# Quoted text:
************

[GitHub] [arrow-datafusion] alamb commented on a change in pull request #1394: support decimal scalar value

GitBox Fri, 03 Dec 2021 07:57:48 -0800


alamb commented on a change in pull request #1394:
URL: https://github.com/apache/arrow-datafusion/pull/1394#discussion_r762037532




##########
File path: datafusion/src/scalar.rs
##########
@@ -453,6 +477,26 @@ macro_rules! eq_array_primitive {
 }
 
 impl ScalarValue {
+    /// Create a decimal Scalar from value/precision and scale.
+    pub fn try_new_decimal128(
+        value: i128,
+        precision: usize,
+        scale: usize,
+    ) -> Result<Self> {
+        // make sure the precision and scale is valid
+        // TODO const the max precision and min scale

Review comment:
       The arrow spec doesn't seem to say anything about min/max valid scales: 
https://github.com/apache/arrow/blob/master/format/Schema.fbs#L181-L190
   
   I poked a little around in arrow-rs and I also didn't find any limits on the 
precision or scale either

##########
File path: datafusion/src/scalar.rs
##########
@@ -171,6 +179,17 @@ impl PartialOrd for ScalarValue {
         // any newly added enum variant will require editing this list
         // or else face a compile error
         match (self, other) {
+            // TODO decimal type, we just compare the values which have the 
same precision and scale.

************

# Point-based annotation data:
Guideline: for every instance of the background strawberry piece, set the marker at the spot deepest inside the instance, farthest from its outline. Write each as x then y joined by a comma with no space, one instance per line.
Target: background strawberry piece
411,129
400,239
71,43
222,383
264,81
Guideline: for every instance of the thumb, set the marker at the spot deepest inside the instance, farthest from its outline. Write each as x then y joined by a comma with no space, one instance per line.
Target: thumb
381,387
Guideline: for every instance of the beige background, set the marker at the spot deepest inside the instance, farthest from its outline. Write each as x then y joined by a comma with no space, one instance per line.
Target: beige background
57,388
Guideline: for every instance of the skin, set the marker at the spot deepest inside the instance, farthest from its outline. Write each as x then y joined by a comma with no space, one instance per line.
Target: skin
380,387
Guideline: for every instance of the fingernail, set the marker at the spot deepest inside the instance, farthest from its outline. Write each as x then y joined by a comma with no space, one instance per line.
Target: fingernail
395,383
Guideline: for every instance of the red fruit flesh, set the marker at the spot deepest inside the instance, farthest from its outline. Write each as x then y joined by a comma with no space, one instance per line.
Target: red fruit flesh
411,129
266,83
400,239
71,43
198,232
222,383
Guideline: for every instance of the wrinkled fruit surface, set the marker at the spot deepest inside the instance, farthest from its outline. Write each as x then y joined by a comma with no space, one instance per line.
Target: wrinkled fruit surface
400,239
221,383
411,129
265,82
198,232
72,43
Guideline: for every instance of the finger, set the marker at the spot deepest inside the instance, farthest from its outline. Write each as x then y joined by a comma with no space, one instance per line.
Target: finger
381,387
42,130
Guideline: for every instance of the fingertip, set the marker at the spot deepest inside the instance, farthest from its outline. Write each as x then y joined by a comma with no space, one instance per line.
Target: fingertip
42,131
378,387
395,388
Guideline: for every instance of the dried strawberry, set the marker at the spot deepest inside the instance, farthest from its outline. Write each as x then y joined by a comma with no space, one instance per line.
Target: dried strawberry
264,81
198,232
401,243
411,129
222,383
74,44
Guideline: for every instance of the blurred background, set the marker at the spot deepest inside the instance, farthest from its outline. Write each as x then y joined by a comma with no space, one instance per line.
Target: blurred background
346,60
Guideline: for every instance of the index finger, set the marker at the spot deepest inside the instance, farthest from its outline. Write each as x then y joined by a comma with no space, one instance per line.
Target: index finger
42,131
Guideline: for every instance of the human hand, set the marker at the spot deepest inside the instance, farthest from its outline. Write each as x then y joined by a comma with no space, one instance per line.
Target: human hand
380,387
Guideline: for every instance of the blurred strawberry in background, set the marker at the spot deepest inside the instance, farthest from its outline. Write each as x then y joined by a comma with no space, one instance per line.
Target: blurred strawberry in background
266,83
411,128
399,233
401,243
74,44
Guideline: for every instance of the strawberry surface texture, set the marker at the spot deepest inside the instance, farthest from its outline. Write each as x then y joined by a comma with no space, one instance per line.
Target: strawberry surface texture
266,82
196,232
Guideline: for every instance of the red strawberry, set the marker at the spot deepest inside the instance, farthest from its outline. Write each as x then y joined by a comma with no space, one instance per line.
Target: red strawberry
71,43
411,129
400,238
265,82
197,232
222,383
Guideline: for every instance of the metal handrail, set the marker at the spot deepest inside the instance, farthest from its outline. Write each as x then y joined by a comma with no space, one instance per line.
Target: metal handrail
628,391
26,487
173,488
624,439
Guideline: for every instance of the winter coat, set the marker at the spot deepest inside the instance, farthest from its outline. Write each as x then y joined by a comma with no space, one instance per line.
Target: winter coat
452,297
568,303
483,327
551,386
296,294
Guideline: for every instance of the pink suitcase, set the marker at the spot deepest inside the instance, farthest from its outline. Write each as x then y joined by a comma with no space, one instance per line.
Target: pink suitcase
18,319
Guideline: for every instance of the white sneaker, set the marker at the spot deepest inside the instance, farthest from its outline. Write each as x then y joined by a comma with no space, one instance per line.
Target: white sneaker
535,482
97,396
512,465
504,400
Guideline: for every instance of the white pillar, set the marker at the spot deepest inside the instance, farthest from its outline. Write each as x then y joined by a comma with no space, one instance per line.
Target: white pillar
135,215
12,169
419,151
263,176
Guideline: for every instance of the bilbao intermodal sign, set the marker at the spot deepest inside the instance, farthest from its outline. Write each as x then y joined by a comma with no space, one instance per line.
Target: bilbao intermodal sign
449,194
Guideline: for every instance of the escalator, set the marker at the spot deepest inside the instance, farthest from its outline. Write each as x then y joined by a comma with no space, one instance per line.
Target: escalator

************

# Request A:
In the pull request review, what did alamb report finding in arrow-rs about limits on precision or scale?
# Request B:
Return everything in the pull request review from "I poked a little" down to "same precision and scale.".
# Request C:
Resume the pull request review from where it stops.

# Written reply A:
alamb found no limits on the precision or scale in arrow-rs.

# Written reply B:
I poked a little around in arrow-rs and I also didn't find any limits on the 
precision or scale either

##########
File path: datafusion/src/scalar.rs
##########
@@ -171,6 +179,17 @@ impl PartialOrd for ScalarValue {
         // any newly added enum variant will require editing this list
         // or else face a compile error
         match (self, other) {
+            // TODO decimal type, we just compare the values which have the 
same precision and scale.

# Written reply C:
Review comment:
       I think the code in this PR is correct  -- two decimal's can be compared 
if they have the same precision / scale and they can't be compared (returns 
`None`) if they have different precision/scales). 

##########
File path: datafusion/src/scalar.rs
##########
@@ -100,6 +102,12 @@ impl PartialEq for ScalarValue {
         // any newly added enum variant will require editing this list
         // or else face a compile error
         match (self, other) {
+            (Decimal128(v1, p1, s1), Decimal128(v2, p2, s2)) => {
+                v1.eq(v2) && p1.eq(p2) && s1.eq(s2)
+                // TODO how to handle this case: decimal(123,10,1) with 
decimal(1230,10,2)

Review comment:
        `Int8(Some(100))` is not equal to `Int64(Some(100))` with this 
implementation either , so I think it is consistent with the rest of this 
comparison of `decimal(123,10,1) and `decimal(1230,10,2)` are different --
   
   

##########
File path: datafusion/src/scalar.rs
##########
@@ -43,6 +43,8 @@ pub enum ScalarValue {
     Float32(Option<f32>),
     /// 64bit float
     Float64(Option<f64>),
+    /// 128bit decimal, using the i128 to represent the decimal
+    Decimal128(Option<i128>, Option<usize>, Option<usize>),

Review comment:
       🤔  it seems like we always need the precision and scale (to know what 
type the Decimal is).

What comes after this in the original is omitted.